● Source records
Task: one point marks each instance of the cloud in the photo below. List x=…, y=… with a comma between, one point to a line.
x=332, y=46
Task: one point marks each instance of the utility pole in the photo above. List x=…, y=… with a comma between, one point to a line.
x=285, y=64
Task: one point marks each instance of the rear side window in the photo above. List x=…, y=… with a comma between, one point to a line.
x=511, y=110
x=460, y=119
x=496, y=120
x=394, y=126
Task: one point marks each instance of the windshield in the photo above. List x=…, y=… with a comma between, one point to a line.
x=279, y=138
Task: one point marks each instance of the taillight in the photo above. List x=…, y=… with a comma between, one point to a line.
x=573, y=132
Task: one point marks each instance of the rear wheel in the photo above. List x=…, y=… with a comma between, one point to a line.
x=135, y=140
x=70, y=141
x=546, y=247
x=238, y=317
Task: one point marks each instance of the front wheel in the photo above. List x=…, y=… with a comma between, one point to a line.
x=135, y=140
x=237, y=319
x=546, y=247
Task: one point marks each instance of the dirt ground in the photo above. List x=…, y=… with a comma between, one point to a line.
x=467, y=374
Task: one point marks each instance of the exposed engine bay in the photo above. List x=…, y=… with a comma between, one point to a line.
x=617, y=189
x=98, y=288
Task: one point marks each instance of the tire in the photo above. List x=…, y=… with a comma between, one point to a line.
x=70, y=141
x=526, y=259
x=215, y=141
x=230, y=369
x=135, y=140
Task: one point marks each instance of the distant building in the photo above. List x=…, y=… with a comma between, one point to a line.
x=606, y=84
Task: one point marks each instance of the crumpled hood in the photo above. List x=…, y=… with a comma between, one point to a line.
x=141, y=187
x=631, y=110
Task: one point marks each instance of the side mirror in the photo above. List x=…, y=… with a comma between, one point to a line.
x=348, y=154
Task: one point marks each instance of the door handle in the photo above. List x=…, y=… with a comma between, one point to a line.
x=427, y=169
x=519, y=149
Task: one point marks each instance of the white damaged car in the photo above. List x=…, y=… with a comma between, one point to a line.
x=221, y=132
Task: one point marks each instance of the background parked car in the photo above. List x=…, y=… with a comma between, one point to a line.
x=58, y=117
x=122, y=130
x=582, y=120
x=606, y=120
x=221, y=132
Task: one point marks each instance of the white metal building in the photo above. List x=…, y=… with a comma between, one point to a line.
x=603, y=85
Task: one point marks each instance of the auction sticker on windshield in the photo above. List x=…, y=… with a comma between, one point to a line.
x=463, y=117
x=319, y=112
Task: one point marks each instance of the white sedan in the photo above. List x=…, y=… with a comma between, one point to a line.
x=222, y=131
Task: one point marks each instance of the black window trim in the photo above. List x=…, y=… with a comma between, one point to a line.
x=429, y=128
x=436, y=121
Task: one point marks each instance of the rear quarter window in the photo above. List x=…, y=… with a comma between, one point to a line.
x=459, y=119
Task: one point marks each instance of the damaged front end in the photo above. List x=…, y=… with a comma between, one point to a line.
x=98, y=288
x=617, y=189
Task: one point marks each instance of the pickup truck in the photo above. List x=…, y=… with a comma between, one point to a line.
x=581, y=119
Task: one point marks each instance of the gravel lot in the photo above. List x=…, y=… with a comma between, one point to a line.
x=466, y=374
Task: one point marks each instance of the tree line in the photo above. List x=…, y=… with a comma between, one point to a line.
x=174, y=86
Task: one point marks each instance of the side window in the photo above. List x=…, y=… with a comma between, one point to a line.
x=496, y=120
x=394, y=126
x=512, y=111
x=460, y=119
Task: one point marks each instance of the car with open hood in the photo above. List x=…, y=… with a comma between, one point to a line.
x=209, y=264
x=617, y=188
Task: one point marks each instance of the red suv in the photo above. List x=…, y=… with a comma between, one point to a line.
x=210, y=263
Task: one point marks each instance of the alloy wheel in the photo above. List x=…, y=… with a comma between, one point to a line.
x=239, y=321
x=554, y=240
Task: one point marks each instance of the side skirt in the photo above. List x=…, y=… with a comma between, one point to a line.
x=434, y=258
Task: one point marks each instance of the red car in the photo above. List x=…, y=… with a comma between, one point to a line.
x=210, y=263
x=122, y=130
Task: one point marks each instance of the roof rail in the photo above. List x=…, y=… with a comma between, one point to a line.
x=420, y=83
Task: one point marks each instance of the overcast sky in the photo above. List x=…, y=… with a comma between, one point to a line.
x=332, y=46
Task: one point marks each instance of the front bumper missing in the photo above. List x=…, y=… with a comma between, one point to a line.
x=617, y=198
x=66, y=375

● EXERCISE INSTRUCTIONS
Print the entries above exactly as they were written, down to the last line.

● RESULT OF THIS EXERCISE
Task: one point marks each instance of the cloud in the photo below. List x=…, y=… with a comma between, one point to a line.
x=332, y=46
Task: one point marks each instance of the utility pole in the photo above. List x=…, y=… with a comma between, one point to a line.
x=285, y=64
Task: one point marks each instance of the rear side window in the photo above. List x=…, y=… with a comma between, one point to a line.
x=511, y=110
x=460, y=119
x=496, y=120
x=394, y=126
Task: one point marks each instance of the windshield in the photo above. List x=…, y=… with a comma between, one point to a line.
x=279, y=138
Task: one point marks each instance of the taillight in the photo above. List x=…, y=… with a comma between, one point to a line.
x=573, y=132
Task: one point marks each instance of the rear wheel in the photo above. List x=…, y=… with a comma between, one point to a line.
x=135, y=140
x=70, y=141
x=546, y=247
x=238, y=317
Task: one point marks each instance of the front wheel in the photo above. List x=…, y=… with a comma between, one point to a line.
x=135, y=140
x=237, y=319
x=546, y=247
Task: one point marks each instance of the dirt ground in the photo above. List x=…, y=… with a comma between, one point to a line.
x=467, y=374
Task: one point marks each instance of the exposed engine bay in the photo above. List x=…, y=… with a comma between, one point to a line.
x=617, y=189
x=98, y=288
Task: one point marks each instance of the tire in the photo above. List x=…, y=… with a comma between, one point to a line.
x=70, y=141
x=526, y=259
x=215, y=141
x=230, y=369
x=135, y=140
Task: one point marks each instance of the distant building in the photo above. List x=…, y=… with a comma between, one point to a line.
x=606, y=84
Task: one point marks each instance of the crumpled hood in the photo above. List x=…, y=… with a comma between, one point to a line.
x=141, y=187
x=631, y=110
Task: one point marks each instance of the side mirror in the photo above. List x=…, y=… with a comma between, one point to a line.
x=348, y=154
Task: one point marks each instance of the door handle in the photo above. List x=…, y=… with a comma between, one point to a line.
x=427, y=169
x=519, y=149
Task: one point marks each instance of the white damaged car in the photo above. List x=…, y=… with a comma between, one point to a line.
x=221, y=132
Task: one point marks each instance of the background parked car in the photo above. List x=…, y=… with a comma between, one point to a line.
x=58, y=117
x=122, y=130
x=582, y=120
x=606, y=120
x=221, y=132
Task: one point marks each instance of the white metal building in the photo above. List x=…, y=… with a comma between, one point to a line.
x=603, y=85
Task: one point marks each instance of the auction sticker on windshield in the photo above. List x=…, y=… with a comma between, one point to a line.
x=463, y=117
x=319, y=112
Task: one point marks each instance of the white sedan in the photo above. List x=…, y=… with a comma between, one point to a line.
x=222, y=131
Task: one point marks each instance of the black window trim in the photo above. List x=…, y=… with a comma between, one point to a line.
x=429, y=128
x=436, y=121
Task: one point marks each instance of the rear quarter window in the photo above. List x=…, y=… with a comma between, one point to a line.
x=459, y=119
Task: one point marks each instance of the damaged front end in the photo above. List x=…, y=… with a comma between, one point to a line.
x=98, y=288
x=617, y=189
Task: one point marks each instance of the pickup truck in the photo above. List x=…, y=… with a comma between, one point to a line.
x=581, y=119
Task: one point marks each instance of the gravel lot in the photo above. List x=…, y=… with a comma between, one point to a line.
x=466, y=374
Task: one point marks each instance of the tree line in the photo above. List x=…, y=… with a comma between, one point to a line.
x=174, y=86
Task: one point marks each instance of the side window in the photo above. List x=…, y=… with a comma between, one point to a line.
x=496, y=120
x=394, y=126
x=512, y=111
x=460, y=119
Task: one point marks each instance of the car with open hood in the photo above. List x=…, y=… with a comma between, one point to a line.
x=209, y=264
x=617, y=188
Task: one point marks each instance of the red suv in the photo above. List x=…, y=… with a comma between, one point to a line.
x=210, y=263
Task: one point marks each instance of the alloy wheel in the photo above. List x=…, y=… with a comma between, one point to a line.
x=239, y=321
x=554, y=240
Task: one point marks each instance of the side skirt in the photo above. List x=…, y=… with a comma between, one point to a line.
x=434, y=258
Task: one point marks each instance of the red car in the photo above. List x=…, y=… with a comma between, one point to a line.
x=210, y=263
x=122, y=130
Task: one point marks each instance of the roof rail in the photo above. List x=…, y=… with a comma between, one point to a line.
x=420, y=83
Task: one point marks each instance of the overcast sky in the photo above. List x=…, y=… with a comma between, one point to a line.
x=332, y=46
Task: one point marks each instance of the front bumper missing in the photo above. List x=…, y=… with a comma between, one point to a line.
x=617, y=198
x=66, y=375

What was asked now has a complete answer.